**What the exercise asks**
The entries below should be copied exactly and completely.

**Records excerpted from a collection**

**********

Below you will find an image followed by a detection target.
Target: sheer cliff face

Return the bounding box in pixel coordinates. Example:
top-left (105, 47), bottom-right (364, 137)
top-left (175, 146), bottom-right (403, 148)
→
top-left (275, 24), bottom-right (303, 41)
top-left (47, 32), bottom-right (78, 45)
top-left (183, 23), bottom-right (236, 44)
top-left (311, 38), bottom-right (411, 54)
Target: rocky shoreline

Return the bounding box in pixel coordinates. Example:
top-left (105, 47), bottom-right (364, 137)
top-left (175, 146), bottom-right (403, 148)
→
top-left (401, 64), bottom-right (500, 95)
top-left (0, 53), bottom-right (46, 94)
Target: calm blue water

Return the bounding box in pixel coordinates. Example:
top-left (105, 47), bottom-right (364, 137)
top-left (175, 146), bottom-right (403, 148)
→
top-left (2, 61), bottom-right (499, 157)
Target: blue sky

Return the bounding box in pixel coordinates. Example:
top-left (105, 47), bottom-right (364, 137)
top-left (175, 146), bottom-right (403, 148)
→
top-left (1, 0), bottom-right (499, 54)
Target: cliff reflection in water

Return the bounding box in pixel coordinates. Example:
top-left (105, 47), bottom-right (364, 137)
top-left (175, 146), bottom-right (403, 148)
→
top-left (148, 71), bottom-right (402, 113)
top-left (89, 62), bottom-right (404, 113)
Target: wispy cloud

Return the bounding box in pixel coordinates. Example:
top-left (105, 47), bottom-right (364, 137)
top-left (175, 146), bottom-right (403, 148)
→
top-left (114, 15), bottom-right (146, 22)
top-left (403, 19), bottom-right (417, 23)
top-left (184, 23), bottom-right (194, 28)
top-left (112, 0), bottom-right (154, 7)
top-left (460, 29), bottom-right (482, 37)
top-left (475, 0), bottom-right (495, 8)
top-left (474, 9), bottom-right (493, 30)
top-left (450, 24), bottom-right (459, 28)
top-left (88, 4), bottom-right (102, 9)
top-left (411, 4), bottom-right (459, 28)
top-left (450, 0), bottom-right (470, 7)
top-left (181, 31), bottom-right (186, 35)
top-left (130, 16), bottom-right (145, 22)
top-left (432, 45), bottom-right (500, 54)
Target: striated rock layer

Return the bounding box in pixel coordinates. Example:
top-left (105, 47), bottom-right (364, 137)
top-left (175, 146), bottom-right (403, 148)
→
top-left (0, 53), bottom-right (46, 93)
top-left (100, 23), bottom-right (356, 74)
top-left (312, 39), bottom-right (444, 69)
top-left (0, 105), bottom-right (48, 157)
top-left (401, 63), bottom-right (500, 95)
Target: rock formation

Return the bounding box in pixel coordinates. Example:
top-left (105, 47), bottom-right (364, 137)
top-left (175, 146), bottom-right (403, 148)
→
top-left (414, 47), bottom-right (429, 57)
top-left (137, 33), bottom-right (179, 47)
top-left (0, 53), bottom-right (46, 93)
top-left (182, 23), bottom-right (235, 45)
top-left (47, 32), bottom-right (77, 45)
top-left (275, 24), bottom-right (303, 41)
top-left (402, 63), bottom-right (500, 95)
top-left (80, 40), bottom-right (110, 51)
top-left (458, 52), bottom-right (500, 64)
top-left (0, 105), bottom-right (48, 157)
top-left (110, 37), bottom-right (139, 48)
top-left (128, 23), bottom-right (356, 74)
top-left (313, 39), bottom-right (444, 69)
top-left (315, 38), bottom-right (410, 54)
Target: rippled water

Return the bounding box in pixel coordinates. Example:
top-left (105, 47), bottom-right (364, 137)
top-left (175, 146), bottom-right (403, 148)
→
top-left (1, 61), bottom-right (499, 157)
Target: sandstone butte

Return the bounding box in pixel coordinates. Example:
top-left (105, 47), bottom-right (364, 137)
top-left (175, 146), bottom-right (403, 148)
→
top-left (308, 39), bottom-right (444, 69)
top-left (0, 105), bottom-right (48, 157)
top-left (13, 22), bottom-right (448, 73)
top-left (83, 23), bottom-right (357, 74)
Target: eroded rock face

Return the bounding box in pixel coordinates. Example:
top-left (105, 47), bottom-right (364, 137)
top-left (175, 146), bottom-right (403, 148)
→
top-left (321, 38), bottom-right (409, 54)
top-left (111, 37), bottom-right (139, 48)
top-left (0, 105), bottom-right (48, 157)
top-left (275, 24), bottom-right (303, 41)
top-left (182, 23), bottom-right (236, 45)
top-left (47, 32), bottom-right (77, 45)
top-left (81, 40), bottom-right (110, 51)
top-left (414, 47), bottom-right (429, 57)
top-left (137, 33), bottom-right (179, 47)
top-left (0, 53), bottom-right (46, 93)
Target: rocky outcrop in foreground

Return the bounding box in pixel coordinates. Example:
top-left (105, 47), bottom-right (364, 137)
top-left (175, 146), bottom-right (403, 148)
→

**********

**Reply**
Below you will find an image followed by a detection target.
Target: sheer cliff face

Return the bounding box in pixel coordinates. Example:
top-left (105, 47), bottom-right (364, 137)
top-left (175, 146), bottom-right (403, 148)
→
top-left (275, 24), bottom-right (303, 41)
top-left (47, 32), bottom-right (78, 45)
top-left (183, 23), bottom-right (236, 44)
top-left (311, 38), bottom-right (411, 54)
Target: rocky shoreline

Return the bounding box in pixel coordinates. Example:
top-left (105, 47), bottom-right (364, 137)
top-left (175, 146), bottom-right (403, 148)
→
top-left (401, 64), bottom-right (500, 95)
top-left (0, 53), bottom-right (46, 94)
Target: calm blue water

Return the bounding box in pixel coordinates. Example:
top-left (105, 47), bottom-right (364, 137)
top-left (175, 146), bottom-right (403, 148)
→
top-left (2, 61), bottom-right (499, 157)
Target: blue sky

Return the bounding box in pixel coordinates. Example:
top-left (105, 47), bottom-right (364, 137)
top-left (175, 146), bottom-right (403, 148)
→
top-left (1, 0), bottom-right (499, 54)
Target: cliff reflection in water

Return the bounding box in pixel coordinates. Example:
top-left (105, 47), bottom-right (364, 137)
top-left (175, 146), bottom-right (403, 148)
→
top-left (148, 71), bottom-right (402, 113)
top-left (89, 62), bottom-right (404, 113)
Target: wispy cloud

Return the bounding box in pixel coordinates. Example:
top-left (105, 47), bottom-right (364, 137)
top-left (175, 146), bottom-right (403, 148)
→
top-left (114, 15), bottom-right (146, 22)
top-left (403, 19), bottom-right (417, 23)
top-left (184, 23), bottom-right (194, 28)
top-left (112, 0), bottom-right (154, 7)
top-left (460, 29), bottom-right (482, 37)
top-left (475, 0), bottom-right (495, 8)
top-left (474, 9), bottom-right (493, 30)
top-left (450, 24), bottom-right (459, 28)
top-left (88, 4), bottom-right (102, 9)
top-left (411, 4), bottom-right (459, 28)
top-left (450, 0), bottom-right (470, 7)
top-left (181, 31), bottom-right (186, 35)
top-left (130, 16), bottom-right (145, 22)
top-left (432, 45), bottom-right (500, 54)
Target: striated rock layer

Return the bounding box in pixel coordinates. Example:
top-left (105, 47), bottom-right (364, 137)
top-left (175, 146), bottom-right (403, 148)
→
top-left (0, 53), bottom-right (46, 93)
top-left (100, 23), bottom-right (356, 74)
top-left (312, 39), bottom-right (444, 69)
top-left (0, 105), bottom-right (48, 157)
top-left (401, 63), bottom-right (500, 95)
Target: rock formation

Return the bounding box in pixel coordinates. Example:
top-left (105, 47), bottom-right (364, 137)
top-left (175, 146), bottom-right (403, 148)
→
top-left (414, 47), bottom-right (429, 57)
top-left (137, 33), bottom-right (179, 47)
top-left (0, 53), bottom-right (46, 93)
top-left (182, 23), bottom-right (235, 45)
top-left (47, 32), bottom-right (77, 45)
top-left (275, 24), bottom-right (303, 41)
top-left (402, 63), bottom-right (500, 95)
top-left (80, 40), bottom-right (110, 51)
top-left (458, 52), bottom-right (500, 64)
top-left (0, 105), bottom-right (48, 157)
top-left (110, 37), bottom-right (139, 48)
top-left (128, 23), bottom-right (356, 74)
top-left (313, 39), bottom-right (444, 69)
top-left (315, 38), bottom-right (410, 54)
Target: rippled water

Return the bounding box in pixel coordinates. Example:
top-left (105, 47), bottom-right (364, 137)
top-left (175, 146), bottom-right (403, 148)
→
top-left (1, 61), bottom-right (499, 157)
Target: sandstone butte

Return the bounding box in pixel coordinates. Example:
top-left (105, 47), bottom-right (364, 137)
top-left (175, 146), bottom-right (403, 148)
→
top-left (308, 39), bottom-right (444, 69)
top-left (0, 105), bottom-right (48, 157)
top-left (13, 22), bottom-right (448, 73)
top-left (83, 23), bottom-right (357, 74)
Target: eroded rock face

Return the bounding box in pixel coordinates. Example:
top-left (105, 47), bottom-right (364, 137)
top-left (175, 146), bottom-right (403, 148)
→
top-left (321, 38), bottom-right (409, 54)
top-left (111, 37), bottom-right (139, 48)
top-left (0, 105), bottom-right (48, 157)
top-left (275, 24), bottom-right (303, 41)
top-left (182, 23), bottom-right (236, 45)
top-left (47, 32), bottom-right (77, 45)
top-left (81, 40), bottom-right (110, 51)
top-left (414, 47), bottom-right (429, 57)
top-left (137, 33), bottom-right (179, 47)
top-left (0, 53), bottom-right (46, 93)
Target: rocky outcrop in foreground

Return the bounding box in pixel coordinates. Example:
top-left (105, 47), bottom-right (364, 137)
top-left (175, 146), bottom-right (403, 148)
→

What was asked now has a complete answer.